* _Work request_: What is needed is every line, exactly as given, from the line containing "Target: spectator in red jacket" through the end of the data below.

* _Dataset entries_:
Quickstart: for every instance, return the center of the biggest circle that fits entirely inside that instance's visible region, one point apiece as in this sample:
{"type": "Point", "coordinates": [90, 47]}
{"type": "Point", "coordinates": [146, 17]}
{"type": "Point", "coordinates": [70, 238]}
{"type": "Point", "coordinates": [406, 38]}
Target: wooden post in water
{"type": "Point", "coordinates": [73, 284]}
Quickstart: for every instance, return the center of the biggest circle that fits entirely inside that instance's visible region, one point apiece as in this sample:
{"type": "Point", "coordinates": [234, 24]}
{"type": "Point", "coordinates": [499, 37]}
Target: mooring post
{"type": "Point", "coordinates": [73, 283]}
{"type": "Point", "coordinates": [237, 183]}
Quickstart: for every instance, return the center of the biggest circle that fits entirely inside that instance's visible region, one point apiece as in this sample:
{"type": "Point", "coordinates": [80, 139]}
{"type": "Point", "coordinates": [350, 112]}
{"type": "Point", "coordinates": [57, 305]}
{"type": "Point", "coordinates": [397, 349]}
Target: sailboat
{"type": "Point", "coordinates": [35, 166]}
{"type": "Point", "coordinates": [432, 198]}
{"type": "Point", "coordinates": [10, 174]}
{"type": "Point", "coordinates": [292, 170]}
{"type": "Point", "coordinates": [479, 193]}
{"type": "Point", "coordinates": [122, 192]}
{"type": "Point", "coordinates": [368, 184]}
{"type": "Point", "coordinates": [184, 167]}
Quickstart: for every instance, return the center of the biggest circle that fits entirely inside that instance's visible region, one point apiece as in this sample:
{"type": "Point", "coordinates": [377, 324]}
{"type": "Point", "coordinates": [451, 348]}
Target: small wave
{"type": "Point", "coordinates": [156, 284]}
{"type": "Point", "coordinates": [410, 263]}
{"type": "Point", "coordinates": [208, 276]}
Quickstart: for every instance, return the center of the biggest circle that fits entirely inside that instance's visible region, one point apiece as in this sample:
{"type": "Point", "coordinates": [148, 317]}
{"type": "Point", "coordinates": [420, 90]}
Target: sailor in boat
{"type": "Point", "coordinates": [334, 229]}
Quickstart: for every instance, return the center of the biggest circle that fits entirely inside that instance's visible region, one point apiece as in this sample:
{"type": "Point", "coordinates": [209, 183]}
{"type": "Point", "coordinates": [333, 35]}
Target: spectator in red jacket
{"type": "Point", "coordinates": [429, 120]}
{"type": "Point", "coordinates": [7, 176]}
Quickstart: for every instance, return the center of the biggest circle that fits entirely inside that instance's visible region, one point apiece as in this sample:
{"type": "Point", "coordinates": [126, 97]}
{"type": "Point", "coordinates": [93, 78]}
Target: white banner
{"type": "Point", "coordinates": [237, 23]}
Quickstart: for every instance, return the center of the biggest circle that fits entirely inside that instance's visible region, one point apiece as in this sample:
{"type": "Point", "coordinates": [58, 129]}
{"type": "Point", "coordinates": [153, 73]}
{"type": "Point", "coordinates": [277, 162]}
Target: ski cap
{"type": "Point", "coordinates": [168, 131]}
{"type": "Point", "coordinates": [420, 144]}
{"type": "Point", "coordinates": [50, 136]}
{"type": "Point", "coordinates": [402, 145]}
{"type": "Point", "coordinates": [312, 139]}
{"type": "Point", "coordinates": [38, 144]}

* _Result_:
Target: spectator in red jacket
{"type": "Point", "coordinates": [429, 120]}
{"type": "Point", "coordinates": [7, 176]}
Quickstart: for every instance, return the center of the biggest circle that fits entirely inside that instance's visible region, one point apiece as in this sample:
{"type": "Point", "coordinates": [126, 97]}
{"type": "Point", "coordinates": [93, 78]}
Target: white banner
{"type": "Point", "coordinates": [237, 23]}
Quickstart: for every instance, return the center of the biggest circle that fits entirely inside that instance's visible region, one point apiece as in this sample:
{"type": "Point", "coordinates": [58, 129]}
{"type": "Point", "coordinates": [153, 73]}
{"type": "Point", "coordinates": [277, 162]}
Target: ski cap
{"type": "Point", "coordinates": [168, 131]}
{"type": "Point", "coordinates": [420, 144]}
{"type": "Point", "coordinates": [50, 136]}
{"type": "Point", "coordinates": [402, 145]}
{"type": "Point", "coordinates": [312, 139]}
{"type": "Point", "coordinates": [38, 144]}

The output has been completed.